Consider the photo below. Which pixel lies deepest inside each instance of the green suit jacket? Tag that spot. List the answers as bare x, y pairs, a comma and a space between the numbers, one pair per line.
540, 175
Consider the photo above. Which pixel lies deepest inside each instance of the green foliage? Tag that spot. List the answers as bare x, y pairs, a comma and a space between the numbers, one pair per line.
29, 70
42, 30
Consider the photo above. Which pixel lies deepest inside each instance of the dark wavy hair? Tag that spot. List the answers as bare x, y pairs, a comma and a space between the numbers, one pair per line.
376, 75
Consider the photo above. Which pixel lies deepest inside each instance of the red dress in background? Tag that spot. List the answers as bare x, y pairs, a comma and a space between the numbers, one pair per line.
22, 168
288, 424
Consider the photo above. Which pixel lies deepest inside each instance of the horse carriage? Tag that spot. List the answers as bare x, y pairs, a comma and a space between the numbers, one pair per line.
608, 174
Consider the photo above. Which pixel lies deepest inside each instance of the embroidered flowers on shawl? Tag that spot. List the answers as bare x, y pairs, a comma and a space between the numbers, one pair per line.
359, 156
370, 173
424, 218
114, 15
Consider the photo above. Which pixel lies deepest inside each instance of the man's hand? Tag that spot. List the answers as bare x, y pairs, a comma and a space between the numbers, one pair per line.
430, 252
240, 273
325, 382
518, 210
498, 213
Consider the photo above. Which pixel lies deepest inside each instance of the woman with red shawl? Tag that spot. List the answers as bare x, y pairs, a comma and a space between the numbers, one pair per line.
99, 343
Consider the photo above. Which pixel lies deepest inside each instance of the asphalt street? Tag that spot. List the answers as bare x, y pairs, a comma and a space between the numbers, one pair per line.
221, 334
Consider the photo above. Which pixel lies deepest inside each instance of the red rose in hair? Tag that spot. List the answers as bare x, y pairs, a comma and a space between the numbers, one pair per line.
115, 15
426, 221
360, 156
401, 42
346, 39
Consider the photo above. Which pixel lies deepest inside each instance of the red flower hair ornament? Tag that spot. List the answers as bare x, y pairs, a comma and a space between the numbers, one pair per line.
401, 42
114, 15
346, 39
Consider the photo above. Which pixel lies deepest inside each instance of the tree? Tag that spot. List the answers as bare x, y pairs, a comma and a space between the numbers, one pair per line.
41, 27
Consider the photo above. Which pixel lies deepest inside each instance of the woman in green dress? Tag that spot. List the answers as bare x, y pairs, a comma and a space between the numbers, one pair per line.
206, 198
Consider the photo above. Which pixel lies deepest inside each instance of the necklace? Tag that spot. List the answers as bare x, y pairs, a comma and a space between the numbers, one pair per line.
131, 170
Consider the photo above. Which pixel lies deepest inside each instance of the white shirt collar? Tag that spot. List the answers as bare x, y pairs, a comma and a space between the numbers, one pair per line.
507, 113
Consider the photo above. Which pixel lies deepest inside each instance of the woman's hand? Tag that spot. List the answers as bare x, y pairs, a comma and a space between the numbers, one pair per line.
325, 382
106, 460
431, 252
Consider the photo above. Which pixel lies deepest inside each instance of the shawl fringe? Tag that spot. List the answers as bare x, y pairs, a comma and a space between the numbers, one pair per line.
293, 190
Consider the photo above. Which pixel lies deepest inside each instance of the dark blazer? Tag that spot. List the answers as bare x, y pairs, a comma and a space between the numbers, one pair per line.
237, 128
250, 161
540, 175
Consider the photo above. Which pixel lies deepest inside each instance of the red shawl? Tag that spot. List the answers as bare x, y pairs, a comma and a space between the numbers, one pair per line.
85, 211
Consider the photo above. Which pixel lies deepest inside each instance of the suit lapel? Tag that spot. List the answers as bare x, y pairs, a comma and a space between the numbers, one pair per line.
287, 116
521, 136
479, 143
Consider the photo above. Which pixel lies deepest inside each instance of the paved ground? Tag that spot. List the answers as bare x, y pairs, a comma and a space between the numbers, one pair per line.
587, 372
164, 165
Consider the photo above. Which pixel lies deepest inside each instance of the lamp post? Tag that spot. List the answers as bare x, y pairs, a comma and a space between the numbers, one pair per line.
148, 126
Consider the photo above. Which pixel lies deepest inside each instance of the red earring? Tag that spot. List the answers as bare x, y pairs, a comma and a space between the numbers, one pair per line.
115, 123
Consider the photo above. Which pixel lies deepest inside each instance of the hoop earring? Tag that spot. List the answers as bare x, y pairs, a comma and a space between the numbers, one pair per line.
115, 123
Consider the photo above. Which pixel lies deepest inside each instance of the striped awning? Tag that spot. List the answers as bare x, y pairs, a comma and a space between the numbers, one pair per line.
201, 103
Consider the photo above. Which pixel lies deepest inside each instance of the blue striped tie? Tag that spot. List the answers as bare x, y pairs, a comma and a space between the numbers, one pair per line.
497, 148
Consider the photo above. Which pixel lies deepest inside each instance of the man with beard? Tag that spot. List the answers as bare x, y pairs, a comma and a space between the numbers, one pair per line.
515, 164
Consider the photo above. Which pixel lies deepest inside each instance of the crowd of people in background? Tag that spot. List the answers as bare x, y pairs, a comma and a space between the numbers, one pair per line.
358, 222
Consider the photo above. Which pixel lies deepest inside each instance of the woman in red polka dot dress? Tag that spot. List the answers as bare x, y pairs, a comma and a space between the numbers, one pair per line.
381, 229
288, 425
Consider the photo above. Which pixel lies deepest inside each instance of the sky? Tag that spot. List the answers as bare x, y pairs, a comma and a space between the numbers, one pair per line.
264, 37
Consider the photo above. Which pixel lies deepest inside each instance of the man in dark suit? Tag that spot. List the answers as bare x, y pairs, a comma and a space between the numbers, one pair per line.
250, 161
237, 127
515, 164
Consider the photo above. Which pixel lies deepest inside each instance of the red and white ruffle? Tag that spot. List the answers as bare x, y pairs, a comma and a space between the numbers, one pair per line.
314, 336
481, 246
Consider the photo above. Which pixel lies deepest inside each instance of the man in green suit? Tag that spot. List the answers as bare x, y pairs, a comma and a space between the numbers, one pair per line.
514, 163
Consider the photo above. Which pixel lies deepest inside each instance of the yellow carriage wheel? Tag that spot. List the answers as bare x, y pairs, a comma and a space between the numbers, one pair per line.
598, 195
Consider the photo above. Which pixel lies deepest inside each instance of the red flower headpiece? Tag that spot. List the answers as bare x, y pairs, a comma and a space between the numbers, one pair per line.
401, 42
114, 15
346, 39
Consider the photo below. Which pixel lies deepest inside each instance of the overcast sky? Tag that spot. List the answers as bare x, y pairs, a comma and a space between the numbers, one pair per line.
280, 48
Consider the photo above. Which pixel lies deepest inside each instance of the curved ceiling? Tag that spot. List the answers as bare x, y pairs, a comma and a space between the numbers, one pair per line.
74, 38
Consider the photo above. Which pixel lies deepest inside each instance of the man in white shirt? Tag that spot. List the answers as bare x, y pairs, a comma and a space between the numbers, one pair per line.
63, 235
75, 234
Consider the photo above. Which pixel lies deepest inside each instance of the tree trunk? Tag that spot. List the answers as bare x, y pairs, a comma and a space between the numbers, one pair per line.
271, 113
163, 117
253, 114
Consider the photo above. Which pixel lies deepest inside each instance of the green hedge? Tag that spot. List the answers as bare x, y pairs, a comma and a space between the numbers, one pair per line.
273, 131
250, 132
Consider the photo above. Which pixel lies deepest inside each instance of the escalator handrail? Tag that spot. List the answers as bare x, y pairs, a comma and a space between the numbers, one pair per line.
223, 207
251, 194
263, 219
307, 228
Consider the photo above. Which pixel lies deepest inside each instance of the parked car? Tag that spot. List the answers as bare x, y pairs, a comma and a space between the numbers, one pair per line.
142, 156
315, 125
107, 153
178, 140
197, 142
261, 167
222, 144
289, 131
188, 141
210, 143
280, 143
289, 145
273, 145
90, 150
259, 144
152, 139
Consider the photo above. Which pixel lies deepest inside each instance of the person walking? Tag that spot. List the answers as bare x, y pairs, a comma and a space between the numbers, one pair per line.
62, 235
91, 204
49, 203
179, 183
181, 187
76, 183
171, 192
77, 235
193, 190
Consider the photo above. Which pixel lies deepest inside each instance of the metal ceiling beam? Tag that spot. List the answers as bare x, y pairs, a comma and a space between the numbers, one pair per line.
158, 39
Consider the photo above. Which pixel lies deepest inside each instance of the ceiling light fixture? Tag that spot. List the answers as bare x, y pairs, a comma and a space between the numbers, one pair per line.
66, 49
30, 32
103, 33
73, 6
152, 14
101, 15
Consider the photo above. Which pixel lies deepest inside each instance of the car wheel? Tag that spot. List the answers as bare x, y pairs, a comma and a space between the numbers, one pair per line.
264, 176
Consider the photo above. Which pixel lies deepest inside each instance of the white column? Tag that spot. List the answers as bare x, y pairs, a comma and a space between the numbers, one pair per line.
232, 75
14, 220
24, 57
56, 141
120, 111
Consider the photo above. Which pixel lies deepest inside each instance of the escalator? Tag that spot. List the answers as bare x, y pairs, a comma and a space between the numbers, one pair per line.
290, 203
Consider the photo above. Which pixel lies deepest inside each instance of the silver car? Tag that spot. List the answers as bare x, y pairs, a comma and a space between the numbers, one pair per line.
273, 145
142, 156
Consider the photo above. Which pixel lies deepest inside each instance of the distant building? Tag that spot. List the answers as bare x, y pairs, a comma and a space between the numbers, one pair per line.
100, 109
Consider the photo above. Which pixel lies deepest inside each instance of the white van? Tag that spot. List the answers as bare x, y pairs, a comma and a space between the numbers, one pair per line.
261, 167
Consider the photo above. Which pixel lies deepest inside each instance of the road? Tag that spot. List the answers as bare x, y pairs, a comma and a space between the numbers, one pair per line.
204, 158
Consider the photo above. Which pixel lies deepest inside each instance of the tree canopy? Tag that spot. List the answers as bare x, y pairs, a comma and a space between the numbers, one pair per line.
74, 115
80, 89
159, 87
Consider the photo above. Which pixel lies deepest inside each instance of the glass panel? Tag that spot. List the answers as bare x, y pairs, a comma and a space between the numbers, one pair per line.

--

_TASK TO CARRY OUT_
Rewrite the material from the line holding "the car wheel?" through the end of the material, inclusive, replacing "deepest" with "most central" and leaving all else unchanged.

_OUTPUT OF THE EXERCISE_
Consider the photo above. Which pixel lies most central inside each instance of the car wheel? Tag that spot. List the answers as bare x, y pairs, a comma and a space between the numbers, one pair per line.
264, 176
Consider the photo above. Which pixel lies most central inside each instance of the white column? Tag that spot. List the answers as bare x, y pairs, a comma and a space between the numbers, one pair per line.
232, 75
14, 220
24, 57
56, 141
120, 111
Consider the photo above. Which pixel lies most central inside each instance of the escalator? Tag that spot. List the answers as bare x, y pairs, a comma and a space between the numbers, one pair per line.
290, 203
Consider the photo above. Which pixel lies most central inside each instance of the silver car? Tag that spot. List the answers as bare x, y pairs, a comma and a space between the numbers, one pair per line.
273, 145
142, 156
Consider the photo above. Which pixel lies most central inside each instance of the distant building? Tag that spot. List the answers as bare x, y pairs, a comma and a space between the numbers, one pair per line.
100, 109
Consider the photo above. Which pixel lies most central inside each instance of the white van? Tag that spot. List the answers as bare x, y pairs, a comma and a space between the numbers, one pair per line.
261, 167
Consider the photo above. Which pixel lies most central inside each instance of the road? Tag that spot. List the answers as bare x, y pairs, a comma and a space between the numbers, one pair per line.
204, 158
Consider the photo above. Which pixel lies most central inside each instance of the tree canopy? Tag that spot. List the answers as bare x, y pairs, a comma and a space between the numbers, one pair per line.
74, 115
80, 89
159, 87
Consider the photo above. Which pixel lies most central inside each instance of the glass panel? Tag that spot. List the answers as bare x, y pairs, a comma and a space between the numbers, one pair per line.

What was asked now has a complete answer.